» **Page**
________________________________________
Sharma v Minister for Immigration

Case

[2018] FCCA 3647

29 November 2018


FEDERAL CIRCUIT COURT OF AUSTRALIA

SHARMA & ANOR v MINISTER FOR IMMIGRATION & ANOR [2018] FCCA 3647
Catchwords:
MIGRATION – Review of administrative appeals decision – whether decision affected by jurisdictional error – jurisdictional error not established – application dismissed.

Legislation:

Migration Act 1958 (Cth)

Federal Circuit Court Rules 2001 (Cth), r.13.03C(1)(e)

First Applicant: SUSHMITA RAHUL SHARMA
Second Applicant: RAHUL SHARMA
First Respondent: MINISTER FOR IMMIGRATION AND BORDER PROTECTION
Second Respondent: ADMINISTRATIVE APPEALS TRIBUNAL
File Number: PEG 510 of 2016
Judgment of: Judge Vasta
Hearing date: 29 November 2018
Date of Last Submission: 29 November 2018
Delivered at: Perth
Delivered on: 29 November 2018

REPRESENTATION

There being no appearance by or on behalf of the First or Second Applicant.

Counsel for the First Respondent: Mr P. Hannan
Solicitors for the First Respondent: Sparke Helmore

ORDERS

  1. That pursuant to r.13.03C(1)(e) of the Federal Circuit Court Rules 2001, the Application filed 19 October 2016 is dismissed.

  2. That the First and Second Applicant pay the costs of the First Respondent fixed in the sum of $7,238.00.

FEDERAL CIRCUIT COURT
OF AUSTRALIA
AT PERTH

No. PEG 510 of 2016

SUSHMITA RAHUL SHARMA

First Applicant

RAHUL SHARMA

Second Applicant

And

MINISTER FOR IMMIGRATION AND BORDER PROTECTION

First Respondent

ADMINISTRATIVE APPEALS TRIBUNAL

Second Respondent

REASONS FOR JUDGMENT

(Ex tempore)

  1. On 19 October 2016, the Applicants, Sushmita Rahul Sharma and Rahul Sharma, applied to this Court for a review of a decision of the Administrative Appeals Tribunal (“the AAT”).  That decision was given on 7 October 2016 and it affirmed a decision not to grant the Applicants a temporary business entry visa.

  2. The facts, in very short compass, are that the application that the Applicants made was for what is known colloquially as a 457 visa.  For that to occur, there has to be an approved nomination from an employer and then, once the approved nomination has been made, then the nominees can request a visa, having had that nomination of the employer.  If there is no employer nomination, then the visa simply cannot be given.
________________________________________
» **Data lines**
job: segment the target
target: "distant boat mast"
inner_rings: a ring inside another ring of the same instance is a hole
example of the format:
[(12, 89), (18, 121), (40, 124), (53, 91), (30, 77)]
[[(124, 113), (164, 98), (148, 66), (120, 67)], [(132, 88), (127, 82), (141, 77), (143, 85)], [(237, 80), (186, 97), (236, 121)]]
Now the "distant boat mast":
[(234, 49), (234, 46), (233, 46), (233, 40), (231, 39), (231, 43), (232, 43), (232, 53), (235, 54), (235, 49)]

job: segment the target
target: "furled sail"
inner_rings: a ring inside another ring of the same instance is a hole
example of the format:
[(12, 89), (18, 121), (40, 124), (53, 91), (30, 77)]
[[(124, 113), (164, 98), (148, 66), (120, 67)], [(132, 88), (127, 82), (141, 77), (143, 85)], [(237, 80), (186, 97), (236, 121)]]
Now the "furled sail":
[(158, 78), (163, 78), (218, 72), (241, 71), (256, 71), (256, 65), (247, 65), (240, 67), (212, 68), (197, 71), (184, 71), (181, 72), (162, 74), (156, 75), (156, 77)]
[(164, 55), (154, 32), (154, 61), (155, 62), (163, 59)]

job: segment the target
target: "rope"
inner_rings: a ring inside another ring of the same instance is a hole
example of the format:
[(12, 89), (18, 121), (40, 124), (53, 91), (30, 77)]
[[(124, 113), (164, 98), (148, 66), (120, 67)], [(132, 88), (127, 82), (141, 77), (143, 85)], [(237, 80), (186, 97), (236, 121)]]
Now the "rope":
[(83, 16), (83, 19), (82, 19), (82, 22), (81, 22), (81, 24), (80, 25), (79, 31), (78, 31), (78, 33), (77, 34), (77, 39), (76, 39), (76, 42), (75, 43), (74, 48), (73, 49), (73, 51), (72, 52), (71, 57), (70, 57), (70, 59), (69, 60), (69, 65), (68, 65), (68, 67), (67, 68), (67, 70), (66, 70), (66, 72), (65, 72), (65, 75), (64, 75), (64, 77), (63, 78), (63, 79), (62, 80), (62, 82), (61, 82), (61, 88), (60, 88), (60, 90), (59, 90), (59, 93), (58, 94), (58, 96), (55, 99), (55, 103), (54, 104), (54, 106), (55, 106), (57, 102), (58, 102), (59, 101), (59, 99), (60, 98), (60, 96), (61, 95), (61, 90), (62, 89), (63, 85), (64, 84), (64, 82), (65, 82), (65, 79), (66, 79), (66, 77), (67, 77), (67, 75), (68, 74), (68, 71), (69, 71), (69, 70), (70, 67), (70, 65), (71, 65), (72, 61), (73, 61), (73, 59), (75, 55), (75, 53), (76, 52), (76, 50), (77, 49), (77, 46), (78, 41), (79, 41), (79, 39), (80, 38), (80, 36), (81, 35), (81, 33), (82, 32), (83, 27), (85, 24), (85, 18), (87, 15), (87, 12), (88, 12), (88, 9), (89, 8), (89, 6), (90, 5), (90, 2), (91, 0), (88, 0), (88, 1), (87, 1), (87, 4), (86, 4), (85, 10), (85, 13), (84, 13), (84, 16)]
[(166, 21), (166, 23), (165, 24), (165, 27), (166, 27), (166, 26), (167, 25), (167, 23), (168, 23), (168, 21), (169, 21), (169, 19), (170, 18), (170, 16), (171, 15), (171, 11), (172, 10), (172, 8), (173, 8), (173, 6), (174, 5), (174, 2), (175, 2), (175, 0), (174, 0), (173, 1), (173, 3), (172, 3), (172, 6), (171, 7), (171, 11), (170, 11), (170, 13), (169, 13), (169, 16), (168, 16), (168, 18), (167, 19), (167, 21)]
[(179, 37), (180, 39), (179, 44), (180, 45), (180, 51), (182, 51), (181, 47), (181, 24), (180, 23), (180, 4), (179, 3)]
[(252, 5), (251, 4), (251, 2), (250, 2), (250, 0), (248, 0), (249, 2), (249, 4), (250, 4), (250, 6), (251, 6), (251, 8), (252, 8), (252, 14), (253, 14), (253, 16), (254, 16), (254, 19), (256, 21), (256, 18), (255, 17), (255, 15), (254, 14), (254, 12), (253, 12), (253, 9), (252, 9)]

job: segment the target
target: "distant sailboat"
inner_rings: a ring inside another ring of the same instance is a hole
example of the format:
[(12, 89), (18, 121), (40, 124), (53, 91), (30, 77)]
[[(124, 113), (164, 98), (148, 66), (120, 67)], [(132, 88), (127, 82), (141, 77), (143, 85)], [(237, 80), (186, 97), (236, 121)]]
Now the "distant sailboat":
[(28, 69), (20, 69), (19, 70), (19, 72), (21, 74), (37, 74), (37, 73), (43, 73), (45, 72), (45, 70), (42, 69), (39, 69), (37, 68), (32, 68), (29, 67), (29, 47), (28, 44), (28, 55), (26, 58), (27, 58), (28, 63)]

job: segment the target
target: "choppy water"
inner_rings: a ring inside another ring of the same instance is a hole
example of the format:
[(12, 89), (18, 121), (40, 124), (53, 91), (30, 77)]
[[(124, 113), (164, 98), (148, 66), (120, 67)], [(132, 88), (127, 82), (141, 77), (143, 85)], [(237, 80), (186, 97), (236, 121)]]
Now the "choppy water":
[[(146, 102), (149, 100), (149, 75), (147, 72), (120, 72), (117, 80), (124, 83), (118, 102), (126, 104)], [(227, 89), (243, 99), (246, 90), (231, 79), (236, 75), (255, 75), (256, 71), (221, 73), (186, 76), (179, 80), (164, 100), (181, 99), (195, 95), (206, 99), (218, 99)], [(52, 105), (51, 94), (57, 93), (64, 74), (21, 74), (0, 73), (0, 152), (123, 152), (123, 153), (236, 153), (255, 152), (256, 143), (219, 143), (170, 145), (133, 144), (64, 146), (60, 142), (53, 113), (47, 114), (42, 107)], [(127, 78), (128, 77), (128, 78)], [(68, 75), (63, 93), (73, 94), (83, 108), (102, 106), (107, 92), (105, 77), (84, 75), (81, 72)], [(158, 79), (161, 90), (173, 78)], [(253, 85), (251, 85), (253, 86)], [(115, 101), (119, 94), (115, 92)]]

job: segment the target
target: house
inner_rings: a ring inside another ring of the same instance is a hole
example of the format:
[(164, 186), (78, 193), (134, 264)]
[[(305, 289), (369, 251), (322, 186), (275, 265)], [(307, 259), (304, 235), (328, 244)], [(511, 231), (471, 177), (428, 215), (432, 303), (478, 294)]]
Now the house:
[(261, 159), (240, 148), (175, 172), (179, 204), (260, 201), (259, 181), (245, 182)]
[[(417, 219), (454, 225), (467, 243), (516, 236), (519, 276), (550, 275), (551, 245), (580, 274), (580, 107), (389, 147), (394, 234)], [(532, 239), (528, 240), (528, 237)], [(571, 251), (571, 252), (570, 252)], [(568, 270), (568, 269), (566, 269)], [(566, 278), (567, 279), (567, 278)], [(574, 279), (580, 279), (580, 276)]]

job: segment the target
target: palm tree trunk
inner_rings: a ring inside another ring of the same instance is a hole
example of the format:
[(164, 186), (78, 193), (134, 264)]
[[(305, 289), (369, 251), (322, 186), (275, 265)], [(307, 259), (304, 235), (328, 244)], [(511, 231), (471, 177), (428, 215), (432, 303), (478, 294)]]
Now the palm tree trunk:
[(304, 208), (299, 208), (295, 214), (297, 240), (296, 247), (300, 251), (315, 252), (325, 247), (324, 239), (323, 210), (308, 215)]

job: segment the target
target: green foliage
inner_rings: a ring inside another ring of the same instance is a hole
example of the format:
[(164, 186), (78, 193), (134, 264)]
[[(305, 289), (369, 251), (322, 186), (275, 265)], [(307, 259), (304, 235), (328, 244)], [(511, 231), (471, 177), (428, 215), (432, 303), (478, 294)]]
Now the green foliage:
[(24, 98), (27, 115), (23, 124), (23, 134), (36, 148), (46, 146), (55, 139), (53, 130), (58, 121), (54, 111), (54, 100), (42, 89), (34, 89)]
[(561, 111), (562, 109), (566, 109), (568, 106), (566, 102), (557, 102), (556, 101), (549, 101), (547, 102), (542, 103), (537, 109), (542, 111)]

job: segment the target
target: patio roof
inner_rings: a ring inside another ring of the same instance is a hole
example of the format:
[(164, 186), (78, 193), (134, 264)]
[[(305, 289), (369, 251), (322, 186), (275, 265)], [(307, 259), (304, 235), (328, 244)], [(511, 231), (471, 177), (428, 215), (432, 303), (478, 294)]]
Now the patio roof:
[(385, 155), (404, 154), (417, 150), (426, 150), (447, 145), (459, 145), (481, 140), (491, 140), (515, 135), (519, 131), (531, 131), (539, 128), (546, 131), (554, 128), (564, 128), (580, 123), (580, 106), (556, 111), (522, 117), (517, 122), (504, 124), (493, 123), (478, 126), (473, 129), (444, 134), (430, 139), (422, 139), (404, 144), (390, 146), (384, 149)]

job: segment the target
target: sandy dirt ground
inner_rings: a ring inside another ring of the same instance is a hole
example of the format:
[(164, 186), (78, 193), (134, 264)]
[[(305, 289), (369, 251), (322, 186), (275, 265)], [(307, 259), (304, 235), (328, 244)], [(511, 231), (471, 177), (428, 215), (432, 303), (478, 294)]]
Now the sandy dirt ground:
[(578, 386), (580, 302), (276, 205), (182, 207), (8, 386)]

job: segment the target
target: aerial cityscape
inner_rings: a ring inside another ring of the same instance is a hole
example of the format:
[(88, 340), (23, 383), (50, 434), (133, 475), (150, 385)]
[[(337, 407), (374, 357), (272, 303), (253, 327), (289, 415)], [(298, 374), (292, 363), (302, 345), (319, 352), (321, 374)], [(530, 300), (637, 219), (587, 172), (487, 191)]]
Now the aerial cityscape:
________________________________________
» **Work to do**
1. Reproduce, word for word, the passage of the judgment from "Sharma v Minister" to "established – application dismissed.".
2. According to the judgment, why can a 457 visa not be given when there is no employer nomination? Answer in one to three sentences.

» **Solutions to the exercise**
1.
Sharma v Minister for Immigration

Case

[2018] FCCA 3647

29 November 2018


FEDERAL CIRCUIT COURT OF AUSTRALIA

SHARMA & ANOR v MINISTER FOR IMMIGRATION & ANOR [2018] FCCA 3647
Catchwords:
MIGRATION – Review of administrative appeals decision – whether decision affected by jurisdictional error – jurisdictional error not established – application dismissed.

2. A 457 visa requires an approved nomination from an employer. Only once that nomination has been approved can the nominees request the visa, so without it the visa cannot be given.